## AIM 1
Copy the listing below word for word, beginning with the line that contains "If you could segment every instance of the flowering" and continuing through the last line of the listing.

## DOCUMENT EXCERPT

•••••

Re: How do I find a parent rule for a test?

Posted by John Hardin <jh...@impsec.org>.
On Mon, 16 Sep 2013, Abhijeet Rastogi wrote:

> Hi John,
>
> I'm sure you're pretty clear on explaining it but as a newbie I'm
> facing issues. My concern still exists. I could see loglines like:
>
> Sep 16 14:41:51.607 [3999] dbg: rules: ran header rule __HAS_SENDER
> ======> got hit: "<YES>"
> Sep 16 14:41:51.606 [3999] dbg: rules: ran header rule __HAS_TO
> ======> got hit: "<YES>"
> Sep 16 14:41:51.605 [3999] dbg: rules: ran header rule __HAS_ERRORS_TO
> ======> got hit: "<YES>"
> Sep 16 14:41:51.604 [3999] dbg: rules: ran header rule __HAS_XMAIL
> ======> got hit: "<YES>"

•••••

## STORED RECORDS
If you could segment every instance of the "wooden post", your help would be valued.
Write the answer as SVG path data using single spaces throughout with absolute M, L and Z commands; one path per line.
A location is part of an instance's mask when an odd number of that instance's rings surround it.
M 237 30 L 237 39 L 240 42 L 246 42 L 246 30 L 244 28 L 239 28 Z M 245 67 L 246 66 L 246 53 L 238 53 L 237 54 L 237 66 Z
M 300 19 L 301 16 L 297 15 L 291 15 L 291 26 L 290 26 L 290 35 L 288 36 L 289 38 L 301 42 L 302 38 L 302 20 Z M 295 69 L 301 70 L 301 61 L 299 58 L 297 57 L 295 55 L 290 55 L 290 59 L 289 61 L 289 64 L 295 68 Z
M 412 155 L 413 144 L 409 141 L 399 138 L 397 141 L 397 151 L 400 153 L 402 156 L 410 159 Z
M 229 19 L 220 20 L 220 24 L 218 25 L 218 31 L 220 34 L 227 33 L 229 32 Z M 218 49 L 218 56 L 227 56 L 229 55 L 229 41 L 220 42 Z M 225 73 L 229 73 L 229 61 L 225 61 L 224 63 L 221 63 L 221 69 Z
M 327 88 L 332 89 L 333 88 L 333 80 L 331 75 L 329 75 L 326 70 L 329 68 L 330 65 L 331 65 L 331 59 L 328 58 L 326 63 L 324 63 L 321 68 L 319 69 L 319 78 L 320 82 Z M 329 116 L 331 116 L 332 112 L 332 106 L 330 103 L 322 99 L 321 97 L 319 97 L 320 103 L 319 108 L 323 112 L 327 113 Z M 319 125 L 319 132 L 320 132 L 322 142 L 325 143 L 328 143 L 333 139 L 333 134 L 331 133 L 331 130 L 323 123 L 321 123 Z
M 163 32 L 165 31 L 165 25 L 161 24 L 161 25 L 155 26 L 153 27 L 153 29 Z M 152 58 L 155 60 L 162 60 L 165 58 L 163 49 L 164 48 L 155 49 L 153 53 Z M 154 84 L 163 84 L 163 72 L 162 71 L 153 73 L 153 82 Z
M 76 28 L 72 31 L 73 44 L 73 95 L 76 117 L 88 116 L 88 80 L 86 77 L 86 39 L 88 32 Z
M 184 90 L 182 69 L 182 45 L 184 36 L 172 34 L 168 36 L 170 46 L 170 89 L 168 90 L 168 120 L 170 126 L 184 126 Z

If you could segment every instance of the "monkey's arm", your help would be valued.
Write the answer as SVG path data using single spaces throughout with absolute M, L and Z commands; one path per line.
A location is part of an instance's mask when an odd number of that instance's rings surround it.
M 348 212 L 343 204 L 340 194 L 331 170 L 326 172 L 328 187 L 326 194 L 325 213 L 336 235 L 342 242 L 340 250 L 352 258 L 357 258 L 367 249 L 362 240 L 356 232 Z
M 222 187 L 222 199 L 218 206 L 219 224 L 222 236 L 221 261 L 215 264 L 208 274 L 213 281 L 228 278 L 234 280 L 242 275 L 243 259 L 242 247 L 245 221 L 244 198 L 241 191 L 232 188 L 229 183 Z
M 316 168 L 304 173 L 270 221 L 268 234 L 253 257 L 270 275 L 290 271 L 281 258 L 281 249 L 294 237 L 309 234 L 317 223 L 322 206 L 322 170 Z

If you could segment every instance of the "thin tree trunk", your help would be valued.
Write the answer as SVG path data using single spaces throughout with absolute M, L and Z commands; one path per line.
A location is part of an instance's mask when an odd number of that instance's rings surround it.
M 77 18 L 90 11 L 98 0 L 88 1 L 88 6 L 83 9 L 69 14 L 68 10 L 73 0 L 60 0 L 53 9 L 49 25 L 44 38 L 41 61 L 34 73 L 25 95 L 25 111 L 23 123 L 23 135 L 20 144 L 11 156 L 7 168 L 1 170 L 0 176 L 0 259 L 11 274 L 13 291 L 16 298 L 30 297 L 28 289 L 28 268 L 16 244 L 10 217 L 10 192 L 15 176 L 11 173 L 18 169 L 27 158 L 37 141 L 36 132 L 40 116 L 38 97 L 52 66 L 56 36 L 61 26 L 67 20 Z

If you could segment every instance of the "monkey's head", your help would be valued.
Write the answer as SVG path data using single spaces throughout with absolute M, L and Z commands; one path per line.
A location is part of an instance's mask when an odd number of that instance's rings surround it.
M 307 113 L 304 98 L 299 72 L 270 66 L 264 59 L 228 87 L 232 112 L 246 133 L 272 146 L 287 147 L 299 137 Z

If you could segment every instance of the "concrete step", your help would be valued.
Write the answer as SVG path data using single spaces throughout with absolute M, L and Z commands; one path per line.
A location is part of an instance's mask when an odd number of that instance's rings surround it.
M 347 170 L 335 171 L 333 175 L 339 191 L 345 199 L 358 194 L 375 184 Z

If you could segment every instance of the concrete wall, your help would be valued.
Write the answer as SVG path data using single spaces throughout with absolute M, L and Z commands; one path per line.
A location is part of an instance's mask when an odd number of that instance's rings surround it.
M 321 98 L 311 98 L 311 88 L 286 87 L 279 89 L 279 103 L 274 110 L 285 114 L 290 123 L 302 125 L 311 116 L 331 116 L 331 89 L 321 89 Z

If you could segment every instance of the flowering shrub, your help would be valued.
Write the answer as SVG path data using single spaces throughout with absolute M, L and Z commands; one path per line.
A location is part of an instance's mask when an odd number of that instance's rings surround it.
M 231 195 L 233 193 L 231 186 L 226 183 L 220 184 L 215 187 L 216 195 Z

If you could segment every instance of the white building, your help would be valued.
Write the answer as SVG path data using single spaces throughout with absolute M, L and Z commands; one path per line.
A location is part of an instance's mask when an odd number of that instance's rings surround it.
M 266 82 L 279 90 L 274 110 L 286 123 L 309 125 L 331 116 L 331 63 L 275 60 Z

•••••

## AIM 2
Answer these questions about the mailing-list post on finding a parent rule for a test:
(a) Who posted the reply?
(b) On what date did Abhijeet Rastogi write the quoted message?
(c) Which header rule appears in the log line timestamped 14:41:51.605?

## WRITTEN REPLY 1
If you could segment every instance of the flowering shrub, your help would be valued.
Write the answer as SVG path data using single spaces throughout with absolute M, L and Z commands; one path per line.
A location is part of an instance's mask when an odd number of that instance's rings surround it.
M 231 195 L 233 193 L 231 186 L 226 183 L 220 184 L 215 187 L 216 195 Z

If you could segment every instance of the white building, your help would be valued.
Write the answer as SVG path data using single spaces throughout with absolute M, L and Z commands; one path per line.
A location is part of an instance's mask when an odd number of that instance's rings surround it.
M 266 82 L 279 90 L 274 110 L 286 123 L 309 125 L 331 116 L 331 63 L 275 60 Z

## WRITTEN REPLY 2
(a) John Hardin
(b) Monday, 16 September 2013
(c) __HAS_ERRORS_TO